Fukuyama gibi iyimserliğini koruyan küreselciler devletlerin otoriterleşmediklerini ama kapasitelerinin arttığını iddia etmektedir. Bu iddia karar alma süreçlerinde bilimsel, evrensel ve akli olanın parlamentodaki müzakereyi belirleyerek ortak akla ulaşma şeklinde olduğuna atıf yapmaktadır. Yani ona göre pandemi karar alma süreçlerini değil kararları uygulama kapasitelerini artırmıştır. Küresel sistemin kazanan oyuncusu Merkel Almanya’sının karar alma süreçleri açısından haksız da değildir. Fakat küresel sistemin işleyiş biçiminden ve kendine layık görülen muameleden rahatsız olan Türkiye gibi ülkelerde devletin kapasite artırımı kadar öne çıkan aynı zamanda karar alabilme yeteneğidir.

**Yapılacak görev**
Metinde geçen bütün kişi ve ülke adlarını yazın. Yalnızca metinde yazanlardan yararlanın.

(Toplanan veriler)

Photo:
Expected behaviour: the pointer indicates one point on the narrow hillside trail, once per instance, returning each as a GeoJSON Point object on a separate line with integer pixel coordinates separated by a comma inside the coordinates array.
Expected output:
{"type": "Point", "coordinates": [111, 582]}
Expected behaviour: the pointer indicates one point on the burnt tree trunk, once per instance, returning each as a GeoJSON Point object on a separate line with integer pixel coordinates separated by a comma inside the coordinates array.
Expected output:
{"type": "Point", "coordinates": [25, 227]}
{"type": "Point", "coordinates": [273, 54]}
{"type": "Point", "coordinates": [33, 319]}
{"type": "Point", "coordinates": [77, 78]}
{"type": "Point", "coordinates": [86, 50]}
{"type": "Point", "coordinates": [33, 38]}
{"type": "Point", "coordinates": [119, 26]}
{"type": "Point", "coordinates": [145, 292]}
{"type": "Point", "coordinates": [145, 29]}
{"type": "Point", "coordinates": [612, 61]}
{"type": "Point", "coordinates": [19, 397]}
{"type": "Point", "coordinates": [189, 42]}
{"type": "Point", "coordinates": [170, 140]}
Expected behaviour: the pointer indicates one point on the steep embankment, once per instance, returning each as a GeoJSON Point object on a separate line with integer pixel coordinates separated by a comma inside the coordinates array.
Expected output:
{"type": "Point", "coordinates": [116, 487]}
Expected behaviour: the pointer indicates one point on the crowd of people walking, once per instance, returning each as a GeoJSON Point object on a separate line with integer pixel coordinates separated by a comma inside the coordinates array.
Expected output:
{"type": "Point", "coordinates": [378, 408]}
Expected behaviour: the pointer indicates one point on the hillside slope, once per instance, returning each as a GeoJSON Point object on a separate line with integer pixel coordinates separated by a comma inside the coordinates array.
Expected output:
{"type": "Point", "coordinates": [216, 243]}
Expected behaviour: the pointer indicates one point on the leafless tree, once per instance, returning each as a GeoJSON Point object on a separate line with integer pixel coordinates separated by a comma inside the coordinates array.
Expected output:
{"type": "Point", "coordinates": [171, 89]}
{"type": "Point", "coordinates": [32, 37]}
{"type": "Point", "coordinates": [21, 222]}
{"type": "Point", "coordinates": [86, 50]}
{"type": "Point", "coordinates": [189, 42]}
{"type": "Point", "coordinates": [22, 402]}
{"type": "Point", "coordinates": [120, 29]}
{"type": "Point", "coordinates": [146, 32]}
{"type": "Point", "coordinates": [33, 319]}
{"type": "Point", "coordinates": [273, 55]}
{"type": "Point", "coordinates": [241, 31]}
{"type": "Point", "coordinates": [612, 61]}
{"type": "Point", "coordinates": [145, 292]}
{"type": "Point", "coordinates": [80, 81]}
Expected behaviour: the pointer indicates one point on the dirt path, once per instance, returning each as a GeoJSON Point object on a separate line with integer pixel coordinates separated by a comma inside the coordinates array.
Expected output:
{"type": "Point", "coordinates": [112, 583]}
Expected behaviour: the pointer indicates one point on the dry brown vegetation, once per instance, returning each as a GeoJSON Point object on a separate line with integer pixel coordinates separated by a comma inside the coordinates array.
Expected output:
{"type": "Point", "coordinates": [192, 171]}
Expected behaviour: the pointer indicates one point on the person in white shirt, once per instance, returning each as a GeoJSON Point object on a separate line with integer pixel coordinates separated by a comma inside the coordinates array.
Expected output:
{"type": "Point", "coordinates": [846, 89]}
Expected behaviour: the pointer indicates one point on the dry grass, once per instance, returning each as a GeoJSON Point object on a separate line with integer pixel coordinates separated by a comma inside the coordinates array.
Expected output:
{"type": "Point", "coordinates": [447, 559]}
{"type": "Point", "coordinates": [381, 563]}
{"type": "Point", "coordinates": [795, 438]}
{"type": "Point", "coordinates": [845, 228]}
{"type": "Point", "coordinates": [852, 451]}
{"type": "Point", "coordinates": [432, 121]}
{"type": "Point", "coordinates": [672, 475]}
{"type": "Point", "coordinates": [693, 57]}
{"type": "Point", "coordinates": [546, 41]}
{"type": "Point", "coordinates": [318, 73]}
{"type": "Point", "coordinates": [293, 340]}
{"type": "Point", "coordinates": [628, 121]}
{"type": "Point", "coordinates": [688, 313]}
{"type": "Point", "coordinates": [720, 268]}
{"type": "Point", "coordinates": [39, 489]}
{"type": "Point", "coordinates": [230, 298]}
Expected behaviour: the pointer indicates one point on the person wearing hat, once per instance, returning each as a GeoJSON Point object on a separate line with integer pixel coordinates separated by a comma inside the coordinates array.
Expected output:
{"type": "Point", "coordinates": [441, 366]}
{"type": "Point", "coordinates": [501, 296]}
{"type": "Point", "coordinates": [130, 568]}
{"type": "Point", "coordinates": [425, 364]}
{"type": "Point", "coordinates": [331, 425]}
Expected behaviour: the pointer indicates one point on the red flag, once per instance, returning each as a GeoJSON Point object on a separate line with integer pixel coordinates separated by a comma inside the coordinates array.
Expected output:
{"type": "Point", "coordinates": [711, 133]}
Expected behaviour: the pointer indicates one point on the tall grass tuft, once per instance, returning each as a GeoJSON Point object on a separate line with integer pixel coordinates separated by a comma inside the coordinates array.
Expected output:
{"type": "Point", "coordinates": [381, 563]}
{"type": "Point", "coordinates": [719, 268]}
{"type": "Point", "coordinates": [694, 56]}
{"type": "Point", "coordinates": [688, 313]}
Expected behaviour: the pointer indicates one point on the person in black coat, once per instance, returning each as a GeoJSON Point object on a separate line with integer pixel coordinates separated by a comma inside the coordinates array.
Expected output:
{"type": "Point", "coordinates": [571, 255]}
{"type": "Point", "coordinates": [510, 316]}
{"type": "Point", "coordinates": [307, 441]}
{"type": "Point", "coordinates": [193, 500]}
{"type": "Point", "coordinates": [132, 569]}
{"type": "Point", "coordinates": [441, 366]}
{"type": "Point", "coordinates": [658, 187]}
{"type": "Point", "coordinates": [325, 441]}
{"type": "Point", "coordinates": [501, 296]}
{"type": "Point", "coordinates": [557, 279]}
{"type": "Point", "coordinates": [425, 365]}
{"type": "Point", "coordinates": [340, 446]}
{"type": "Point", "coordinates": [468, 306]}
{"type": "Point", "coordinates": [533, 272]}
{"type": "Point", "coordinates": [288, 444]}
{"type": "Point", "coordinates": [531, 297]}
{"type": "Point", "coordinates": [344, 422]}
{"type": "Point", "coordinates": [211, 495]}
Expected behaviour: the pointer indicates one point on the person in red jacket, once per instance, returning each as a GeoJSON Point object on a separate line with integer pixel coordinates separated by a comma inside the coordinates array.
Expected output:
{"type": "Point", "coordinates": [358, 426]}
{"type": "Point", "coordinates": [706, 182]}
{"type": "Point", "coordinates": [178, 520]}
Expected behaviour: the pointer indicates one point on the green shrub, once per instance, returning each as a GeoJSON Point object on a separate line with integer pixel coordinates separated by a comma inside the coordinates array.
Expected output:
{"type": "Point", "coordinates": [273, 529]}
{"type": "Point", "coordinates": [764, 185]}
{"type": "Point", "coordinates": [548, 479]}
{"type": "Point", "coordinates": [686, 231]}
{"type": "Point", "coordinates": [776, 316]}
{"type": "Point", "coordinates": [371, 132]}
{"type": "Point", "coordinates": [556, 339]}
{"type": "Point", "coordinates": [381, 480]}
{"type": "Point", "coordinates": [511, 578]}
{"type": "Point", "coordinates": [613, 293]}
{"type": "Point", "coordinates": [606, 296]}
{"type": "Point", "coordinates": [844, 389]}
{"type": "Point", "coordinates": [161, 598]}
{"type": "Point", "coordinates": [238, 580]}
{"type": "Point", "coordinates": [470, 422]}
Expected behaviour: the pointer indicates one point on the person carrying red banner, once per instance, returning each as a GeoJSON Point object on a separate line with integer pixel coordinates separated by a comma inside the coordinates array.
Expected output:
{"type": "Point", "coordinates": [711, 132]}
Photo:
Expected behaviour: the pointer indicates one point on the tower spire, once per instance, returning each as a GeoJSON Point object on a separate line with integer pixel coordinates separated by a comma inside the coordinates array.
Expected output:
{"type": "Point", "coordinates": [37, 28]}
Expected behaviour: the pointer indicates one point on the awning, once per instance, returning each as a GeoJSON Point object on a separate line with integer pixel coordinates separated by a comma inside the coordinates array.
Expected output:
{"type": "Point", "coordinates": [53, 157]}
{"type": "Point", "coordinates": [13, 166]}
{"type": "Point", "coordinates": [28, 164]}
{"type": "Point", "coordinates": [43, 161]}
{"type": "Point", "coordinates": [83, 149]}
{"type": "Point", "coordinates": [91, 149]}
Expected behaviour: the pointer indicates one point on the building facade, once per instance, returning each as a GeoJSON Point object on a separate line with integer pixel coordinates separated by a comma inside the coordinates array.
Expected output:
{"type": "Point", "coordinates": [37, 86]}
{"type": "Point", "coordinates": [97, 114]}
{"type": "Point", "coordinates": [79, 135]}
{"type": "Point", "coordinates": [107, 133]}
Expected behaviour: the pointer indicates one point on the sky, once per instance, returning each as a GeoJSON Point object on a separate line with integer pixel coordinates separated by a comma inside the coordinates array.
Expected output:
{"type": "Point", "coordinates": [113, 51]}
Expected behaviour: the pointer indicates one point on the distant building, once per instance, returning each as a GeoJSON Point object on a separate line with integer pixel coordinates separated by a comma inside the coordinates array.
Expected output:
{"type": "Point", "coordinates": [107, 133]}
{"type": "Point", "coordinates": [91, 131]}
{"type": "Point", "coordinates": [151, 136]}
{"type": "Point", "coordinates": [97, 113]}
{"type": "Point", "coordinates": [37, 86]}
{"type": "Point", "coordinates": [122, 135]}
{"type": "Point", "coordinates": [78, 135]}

**Alıştırmanın cevabı**
Fukuyama, Merkel, Almanya, Türkiye